====== Source records ======

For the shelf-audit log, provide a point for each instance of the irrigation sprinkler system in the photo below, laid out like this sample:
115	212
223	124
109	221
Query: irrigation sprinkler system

======

◆ **Work order**
List every line above containing the word "system".

◆ **Solution for this task**
For the shelf-audit log, provide a point for each instance of the irrigation sprinkler system in the photo below, laid out like this sample:
Query: irrigation sprinkler system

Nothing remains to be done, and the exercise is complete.